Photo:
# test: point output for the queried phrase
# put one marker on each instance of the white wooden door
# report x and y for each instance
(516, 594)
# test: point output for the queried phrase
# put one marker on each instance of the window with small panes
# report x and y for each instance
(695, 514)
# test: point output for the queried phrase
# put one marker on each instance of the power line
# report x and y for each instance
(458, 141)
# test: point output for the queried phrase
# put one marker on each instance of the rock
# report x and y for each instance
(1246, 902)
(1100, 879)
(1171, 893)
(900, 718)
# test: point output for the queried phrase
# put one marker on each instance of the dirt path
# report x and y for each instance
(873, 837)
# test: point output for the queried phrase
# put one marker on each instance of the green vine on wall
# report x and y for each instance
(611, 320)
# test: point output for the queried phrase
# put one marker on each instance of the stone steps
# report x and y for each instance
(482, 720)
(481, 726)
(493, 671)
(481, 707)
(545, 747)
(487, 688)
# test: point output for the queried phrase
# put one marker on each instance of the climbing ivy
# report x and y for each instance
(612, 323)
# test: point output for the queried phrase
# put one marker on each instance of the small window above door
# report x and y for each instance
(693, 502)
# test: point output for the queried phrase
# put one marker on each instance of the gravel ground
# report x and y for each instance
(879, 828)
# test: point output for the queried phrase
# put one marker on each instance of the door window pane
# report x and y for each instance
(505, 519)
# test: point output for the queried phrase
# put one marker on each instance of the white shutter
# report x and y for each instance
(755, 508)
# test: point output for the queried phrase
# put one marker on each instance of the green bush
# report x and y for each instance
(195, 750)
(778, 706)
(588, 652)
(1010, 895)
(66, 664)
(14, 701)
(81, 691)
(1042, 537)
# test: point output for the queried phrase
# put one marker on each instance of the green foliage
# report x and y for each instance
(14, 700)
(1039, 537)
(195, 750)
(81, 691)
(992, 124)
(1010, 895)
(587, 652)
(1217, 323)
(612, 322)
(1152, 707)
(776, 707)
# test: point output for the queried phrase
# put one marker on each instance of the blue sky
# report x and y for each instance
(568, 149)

· · · · ·

● DIRECTION
Extract the full listing above without altering anything.

● ANSWER IN FULL
Photo:
# test: point output for the queried phrase
# put one marker on each instance of the white wooden door
# report x and y for each instance
(516, 594)
# test: point output for the queried phrase
# put one marker on each instance of the window with small panes
# report x and y for each instance
(695, 514)
# test: point output for the queried phrase
# put one marker on each instance of the power line
# report x and y for each instance
(458, 141)
# test: point output for the queried phrase
# put one marker on each instance of the rock
# report x and y for each instance
(1246, 902)
(1100, 879)
(1171, 893)
(900, 718)
# test: point output for the queried phrase
# put one marker on each instance of the dirt path
# report x and y for each instance
(873, 837)
# test: point output for the queried phrase
# put one marker on each instance of the green vine on wall
# report x and y for each instance
(611, 320)
# test: point output for the queried phrase
# put one marker on each instance of the stone steps
# report x and y for each instance
(482, 720)
(481, 726)
(493, 671)
(481, 707)
(545, 747)
(487, 688)
# test: point output for the queried phrase
# put one marker on each instance of the climbing ivy
# report x and y for each instance
(612, 323)
# test: point output for the queried phrase
# put one marker on each instance of the small window above door
# report x and y for each instance
(693, 502)
# test: point output for the queried phrase
# put one marker on each instance of the gravel ground
# report x and y for each instance
(879, 828)
# test: point output for the queried phrase
# put one marker on each instance of the door window pane
# report x and y for each instance
(505, 519)
# test: point output for the queried phrase
# put one marker on each instance of the white shutter
# report x and y for each instance
(755, 508)
# test: point output for the queried phrase
# put one marker on each instance of the green bush
# report x and y for each instance
(195, 750)
(778, 706)
(588, 652)
(1010, 895)
(66, 664)
(14, 701)
(81, 691)
(1042, 537)
# test: point output for the queried phrase
# put one marker on each instance of the green foliage
# report x and y for each instance
(14, 700)
(1039, 537)
(195, 750)
(81, 691)
(992, 124)
(1010, 895)
(587, 652)
(1217, 323)
(612, 322)
(1152, 707)
(776, 707)
# test: point output for the queried phrase
# put one marker on each instance of the blue sky
# report x and y for each instance
(568, 149)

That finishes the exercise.